● Direction:
Copy every line of the listing below verbatim.

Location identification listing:
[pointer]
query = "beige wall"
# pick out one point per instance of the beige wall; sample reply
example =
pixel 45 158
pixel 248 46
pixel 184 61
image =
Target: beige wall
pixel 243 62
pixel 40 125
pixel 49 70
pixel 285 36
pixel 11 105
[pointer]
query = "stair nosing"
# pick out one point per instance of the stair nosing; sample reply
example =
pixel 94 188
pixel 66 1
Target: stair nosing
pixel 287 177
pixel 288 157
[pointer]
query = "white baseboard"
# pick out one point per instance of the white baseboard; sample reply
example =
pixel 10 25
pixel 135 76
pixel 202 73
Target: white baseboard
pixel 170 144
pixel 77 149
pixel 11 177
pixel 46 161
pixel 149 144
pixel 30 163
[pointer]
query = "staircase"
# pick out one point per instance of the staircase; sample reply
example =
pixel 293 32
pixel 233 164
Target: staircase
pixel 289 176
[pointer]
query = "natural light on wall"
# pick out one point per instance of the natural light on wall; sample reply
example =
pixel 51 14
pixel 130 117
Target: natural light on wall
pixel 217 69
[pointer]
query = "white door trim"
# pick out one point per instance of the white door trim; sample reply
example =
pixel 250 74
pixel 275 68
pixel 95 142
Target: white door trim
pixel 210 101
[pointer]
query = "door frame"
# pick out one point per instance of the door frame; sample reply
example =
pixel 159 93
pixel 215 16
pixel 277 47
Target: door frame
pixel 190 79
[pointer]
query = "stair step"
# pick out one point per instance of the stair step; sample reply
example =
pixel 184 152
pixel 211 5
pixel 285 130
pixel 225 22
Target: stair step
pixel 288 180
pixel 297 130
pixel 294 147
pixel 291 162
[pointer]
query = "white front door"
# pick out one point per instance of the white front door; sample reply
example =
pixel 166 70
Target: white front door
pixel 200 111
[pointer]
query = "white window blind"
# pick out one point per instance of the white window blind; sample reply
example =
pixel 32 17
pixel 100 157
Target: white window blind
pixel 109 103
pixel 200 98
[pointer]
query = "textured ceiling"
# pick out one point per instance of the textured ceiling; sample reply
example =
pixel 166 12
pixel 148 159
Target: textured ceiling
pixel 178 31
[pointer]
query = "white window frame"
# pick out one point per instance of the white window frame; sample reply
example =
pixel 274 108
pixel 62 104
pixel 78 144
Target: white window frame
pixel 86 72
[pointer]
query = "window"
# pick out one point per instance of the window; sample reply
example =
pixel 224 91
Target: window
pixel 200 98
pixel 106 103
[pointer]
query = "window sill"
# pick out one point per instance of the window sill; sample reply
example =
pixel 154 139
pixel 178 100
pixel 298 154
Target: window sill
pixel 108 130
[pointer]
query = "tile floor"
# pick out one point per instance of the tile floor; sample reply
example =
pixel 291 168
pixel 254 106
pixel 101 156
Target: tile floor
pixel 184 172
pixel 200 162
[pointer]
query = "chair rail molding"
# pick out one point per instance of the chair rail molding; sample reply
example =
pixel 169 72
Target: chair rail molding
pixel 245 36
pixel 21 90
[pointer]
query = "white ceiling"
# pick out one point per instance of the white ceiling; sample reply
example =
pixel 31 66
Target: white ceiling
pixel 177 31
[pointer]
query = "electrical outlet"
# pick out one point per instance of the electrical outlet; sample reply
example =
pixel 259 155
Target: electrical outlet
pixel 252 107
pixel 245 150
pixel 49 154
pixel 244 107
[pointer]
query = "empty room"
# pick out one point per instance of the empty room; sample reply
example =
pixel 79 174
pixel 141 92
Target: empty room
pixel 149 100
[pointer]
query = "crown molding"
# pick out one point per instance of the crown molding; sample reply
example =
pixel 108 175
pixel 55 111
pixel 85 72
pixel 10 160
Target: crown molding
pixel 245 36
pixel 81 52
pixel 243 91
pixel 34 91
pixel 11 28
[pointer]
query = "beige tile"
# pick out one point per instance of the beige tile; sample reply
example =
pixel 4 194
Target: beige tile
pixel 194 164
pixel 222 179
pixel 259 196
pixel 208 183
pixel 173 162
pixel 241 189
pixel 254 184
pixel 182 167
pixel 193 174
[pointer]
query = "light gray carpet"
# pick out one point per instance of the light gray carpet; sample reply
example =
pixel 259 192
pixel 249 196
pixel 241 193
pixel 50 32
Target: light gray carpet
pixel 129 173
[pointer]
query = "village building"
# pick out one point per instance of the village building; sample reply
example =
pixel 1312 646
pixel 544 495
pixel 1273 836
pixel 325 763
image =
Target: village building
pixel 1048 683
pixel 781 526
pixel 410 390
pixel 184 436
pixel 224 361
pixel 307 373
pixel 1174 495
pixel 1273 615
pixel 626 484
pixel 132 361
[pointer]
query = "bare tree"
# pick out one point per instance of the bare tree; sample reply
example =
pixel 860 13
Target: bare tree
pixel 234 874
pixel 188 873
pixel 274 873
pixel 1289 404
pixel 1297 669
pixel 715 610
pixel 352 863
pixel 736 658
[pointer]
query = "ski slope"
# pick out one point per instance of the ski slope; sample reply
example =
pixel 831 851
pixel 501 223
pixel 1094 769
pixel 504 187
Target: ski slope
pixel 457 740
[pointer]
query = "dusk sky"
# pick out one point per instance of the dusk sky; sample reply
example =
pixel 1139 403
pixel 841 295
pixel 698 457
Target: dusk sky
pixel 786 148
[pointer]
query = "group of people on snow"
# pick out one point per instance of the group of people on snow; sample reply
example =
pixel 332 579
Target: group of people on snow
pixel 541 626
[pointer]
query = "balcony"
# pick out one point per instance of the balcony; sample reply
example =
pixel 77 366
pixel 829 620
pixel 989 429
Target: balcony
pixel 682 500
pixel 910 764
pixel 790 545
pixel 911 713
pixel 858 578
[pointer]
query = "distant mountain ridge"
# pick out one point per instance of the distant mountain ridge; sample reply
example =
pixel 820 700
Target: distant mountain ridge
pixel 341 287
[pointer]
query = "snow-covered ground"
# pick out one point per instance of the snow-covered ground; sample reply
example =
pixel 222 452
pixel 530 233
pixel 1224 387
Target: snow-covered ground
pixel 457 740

● Exercise output:
[pointer]
query = "beige wall"
# pick out one point per instance of the beige wall; sample reply
example =
pixel 45 158
pixel 248 46
pixel 184 61
image =
Target: beige wall
pixel 243 62
pixel 40 125
pixel 49 70
pixel 285 36
pixel 11 105
[pointer]
query = "stair nosing"
# pick out one point per instance of the stair nosing; sample reply
example =
pixel 94 188
pixel 66 1
Target: stair nosing
pixel 287 177
pixel 288 157
[pointer]
query = "white baseboard"
# pick out one point per instance of the white baseboard; sample reply
example =
pixel 10 25
pixel 135 76
pixel 202 73
Target: white baseboard
pixel 170 144
pixel 77 149
pixel 11 177
pixel 46 161
pixel 149 144
pixel 30 163
[pointer]
query = "staircase"
# pick out one point per instance of the staircase; sample reply
example =
pixel 293 32
pixel 233 164
Target: staircase
pixel 289 176
[pointer]
query = "natural light on wall"
# pick out one point per instance of the natural light on wall; sample reply
example =
pixel 51 14
pixel 130 117
Target: natural light on wall
pixel 217 69
[pointer]
query = "white door trim"
# pick out one point per instance of the white door trim; sample reply
example =
pixel 250 74
pixel 275 68
pixel 95 142
Target: white door trim
pixel 210 101
[pointer]
query = "door frame"
# pick out one point per instance of the door frame; sample reply
example =
pixel 159 93
pixel 215 16
pixel 277 47
Target: door frame
pixel 190 79
[pointer]
query = "stair step"
# pick out one point per instance of the stair step; sample reply
example =
pixel 184 152
pixel 211 5
pixel 285 130
pixel 225 22
Target: stair step
pixel 288 180
pixel 297 130
pixel 294 147
pixel 291 162
[pointer]
query = "white front door"
# pick out one point per instance of the white front door; sample reply
example =
pixel 166 70
Target: white front door
pixel 200 111
[pointer]
query = "white window blind"
# pick out one point per instance of the white window blind; sample reply
example =
pixel 32 17
pixel 100 157
Target: white window blind
pixel 109 103
pixel 200 98
[pointer]
query = "textured ceiling"
# pick out one point per instance of the textured ceiling; sample reply
example =
pixel 166 12
pixel 148 159
Target: textured ceiling
pixel 178 31
[pointer]
query = "white window frame"
# pick out one point per instance of the white window frame; sample reply
example =
pixel 274 108
pixel 62 104
pixel 78 144
Target: white window frame
pixel 86 72
[pointer]
query = "window"
# pick out one point per instance of the window; sample reply
example =
pixel 224 91
Target: window
pixel 200 98
pixel 106 103
[pointer]
query = "window sill"
# pick out one point per instance of the window sill; sample reply
example =
pixel 154 139
pixel 178 100
pixel 298 154
Target: window sill
pixel 108 130
[pointer]
query = "tile floor"
# pick out one point per instance of the tile floor; sample reply
example =
pixel 291 168
pixel 254 106
pixel 101 156
Target: tile floor
pixel 184 172
pixel 200 162
[pointer]
query = "chair rail molding"
# pick out one point per instance of the chair rail molding; sample reply
example =
pixel 169 72
Target: chair rail molding
pixel 245 36
pixel 21 90
[pointer]
query = "white ceiling"
# pick out one point per instance of the white ceiling; sample reply
example =
pixel 31 66
Target: white ceiling
pixel 177 31
[pointer]
query = "electrical outlet"
# pick out one point per instance of the electrical outlet; sample reply
example =
pixel 259 155
Target: electrical outlet
pixel 252 107
pixel 245 150
pixel 49 154
pixel 244 107
[pointer]
query = "empty room"
# pick out one point per instance of the empty room; sample reply
example =
pixel 79 174
pixel 141 92
Target: empty room
pixel 149 100
[pointer]
query = "crown molding"
# pick out one point per instance of the crown molding; sample reply
example =
pixel 108 175
pixel 55 111
pixel 85 72
pixel 10 160
Target: crown molding
pixel 245 36
pixel 81 52
pixel 243 91
pixel 34 91
pixel 11 28
[pointer]
query = "beige tile"
# pick out one point per instance of the beige tile; sample reply
example =
pixel 4 194
Target: beige tile
pixel 194 164
pixel 222 179
pixel 259 196
pixel 208 183
pixel 173 162
pixel 241 189
pixel 254 184
pixel 182 167
pixel 193 174
[pointer]
query = "light gray carpet"
# pick out one point per instance of the light gray carpet; sample reply
example =
pixel 259 192
pixel 249 196
pixel 241 193
pixel 50 32
Target: light gray carpet
pixel 129 173
[pointer]
query = "village building"
# pick out one point per instance of the village building; sample reply
example =
pixel 1312 646
pixel 544 495
pixel 1273 836
pixel 325 763
image =
Target: village building
pixel 1048 683
pixel 781 526
pixel 410 390
pixel 184 436
pixel 224 361
pixel 307 373
pixel 1174 495
pixel 1273 615
pixel 626 484
pixel 132 361
[pointer]
query = "bare tree"
# pick out one point per instance of the bare tree; sample reply
example =
pixel 860 13
Target: bare tree
pixel 234 874
pixel 188 873
pixel 274 873
pixel 1289 404
pixel 1297 669
pixel 715 610
pixel 352 863
pixel 736 658
[pointer]
query = "ski slope"
# pick out one point per instance of the ski slope; sample reply
example =
pixel 831 851
pixel 501 223
pixel 1094 769
pixel 504 187
Target: ski slope
pixel 457 740
[pointer]
query = "dusk sky"
# pick out one point per instance of the dusk sky; sample reply
example =
pixel 1139 403
pixel 841 295
pixel 698 457
Target: dusk sky
pixel 786 148
[pointer]
query = "group of people on snow"
# pick out one point per instance of the group of people on snow; sample reply
example =
pixel 332 579
Target: group of people on snow
pixel 541 626
[pointer]
query = "balcony"
# pick out one point per instance of the balcony; sample reply
example =
pixel 77 366
pixel 829 620
pixel 989 429
Target: balcony
pixel 682 500
pixel 910 764
pixel 790 545
pixel 911 713
pixel 858 578
[pointer]
query = "distant mountain ridge"
# pick out one point per instance of the distant mountain ridge; sample reply
example =
pixel 820 700
Target: distant mountain ridge
pixel 341 287
[pointer]
query = "snow-covered ground"
# pick out one point per instance of the snow-covered ground; sample reply
example =
pixel 222 452
pixel 530 233
pixel 1224 387
Target: snow-covered ground
pixel 457 740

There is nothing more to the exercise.